A series of records:
## START

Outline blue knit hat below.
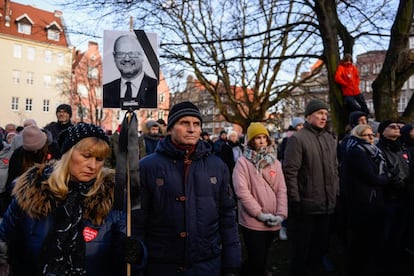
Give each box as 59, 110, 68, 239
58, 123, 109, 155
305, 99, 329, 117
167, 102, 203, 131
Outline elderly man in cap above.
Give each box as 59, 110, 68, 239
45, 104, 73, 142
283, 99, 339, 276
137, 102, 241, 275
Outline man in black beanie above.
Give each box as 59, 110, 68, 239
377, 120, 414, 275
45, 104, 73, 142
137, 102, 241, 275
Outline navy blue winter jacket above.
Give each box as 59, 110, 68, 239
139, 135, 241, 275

## END
## START

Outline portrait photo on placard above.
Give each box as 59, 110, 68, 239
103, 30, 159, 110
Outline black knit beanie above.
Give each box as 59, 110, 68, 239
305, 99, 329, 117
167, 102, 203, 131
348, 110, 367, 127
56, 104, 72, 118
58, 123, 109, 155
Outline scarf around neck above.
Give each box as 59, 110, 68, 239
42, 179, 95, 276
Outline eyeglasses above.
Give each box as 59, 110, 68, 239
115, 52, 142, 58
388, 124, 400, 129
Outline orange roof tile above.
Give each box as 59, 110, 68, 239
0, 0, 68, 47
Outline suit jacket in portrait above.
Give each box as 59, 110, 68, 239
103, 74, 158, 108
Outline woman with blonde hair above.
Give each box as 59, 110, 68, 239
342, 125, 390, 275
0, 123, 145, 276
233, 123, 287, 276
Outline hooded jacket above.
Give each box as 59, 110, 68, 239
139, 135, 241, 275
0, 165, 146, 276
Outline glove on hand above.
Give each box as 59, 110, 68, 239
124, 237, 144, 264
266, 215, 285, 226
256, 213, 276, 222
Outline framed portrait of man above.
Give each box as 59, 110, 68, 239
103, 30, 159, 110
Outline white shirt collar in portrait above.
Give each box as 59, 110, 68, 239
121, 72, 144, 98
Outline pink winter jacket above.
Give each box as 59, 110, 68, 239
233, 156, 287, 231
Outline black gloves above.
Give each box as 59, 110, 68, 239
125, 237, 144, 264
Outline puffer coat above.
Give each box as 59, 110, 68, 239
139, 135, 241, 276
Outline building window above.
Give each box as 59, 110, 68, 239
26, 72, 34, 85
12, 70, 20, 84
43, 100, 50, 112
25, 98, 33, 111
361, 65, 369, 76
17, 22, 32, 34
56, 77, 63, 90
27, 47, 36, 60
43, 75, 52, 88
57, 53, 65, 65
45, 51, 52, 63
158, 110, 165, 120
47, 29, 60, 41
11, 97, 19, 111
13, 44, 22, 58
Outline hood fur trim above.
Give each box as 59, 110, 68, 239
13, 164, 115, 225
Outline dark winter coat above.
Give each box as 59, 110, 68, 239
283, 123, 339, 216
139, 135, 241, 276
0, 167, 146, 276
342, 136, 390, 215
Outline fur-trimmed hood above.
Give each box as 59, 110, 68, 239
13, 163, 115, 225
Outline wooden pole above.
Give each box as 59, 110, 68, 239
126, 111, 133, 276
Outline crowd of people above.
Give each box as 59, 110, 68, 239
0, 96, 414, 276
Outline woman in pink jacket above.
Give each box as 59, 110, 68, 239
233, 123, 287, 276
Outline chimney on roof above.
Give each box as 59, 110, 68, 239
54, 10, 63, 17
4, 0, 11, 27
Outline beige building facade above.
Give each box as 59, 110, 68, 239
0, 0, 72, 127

## END

- **Do this**
Convert the data from the line containing "Outline dark winter coat above." through the line containing "0, 0, 72, 127", inclusive, into a JSON list of strings, one string per line, leaving out any blank lines.

- **Response to the task**
[
  "Outline dark winter coat above.",
  "Give each box as 59, 110, 68, 239",
  "283, 123, 339, 216",
  "139, 135, 241, 276",
  "0, 167, 146, 276",
  "342, 136, 390, 215",
  "Outline fur-trimmed hood above.",
  "Give each box as 59, 110, 68, 239",
  "13, 163, 115, 225",
  "Outline wooden pole above.",
  "Give each box as 59, 110, 68, 239",
  "126, 111, 133, 276",
  "Outline crowd of people above.",
  "Give each box as 59, 110, 68, 239",
  "0, 96, 414, 276",
  "Outline woman in pink jacket above.",
  "Give each box as 59, 110, 68, 239",
  "233, 123, 287, 276",
  "Outline chimney on roof above.",
  "Give each box as 59, 110, 68, 239",
  "54, 10, 63, 17",
  "4, 0, 11, 27",
  "Outline beige building facade above.",
  "Give each box as 59, 110, 68, 239",
  "0, 0, 72, 127"
]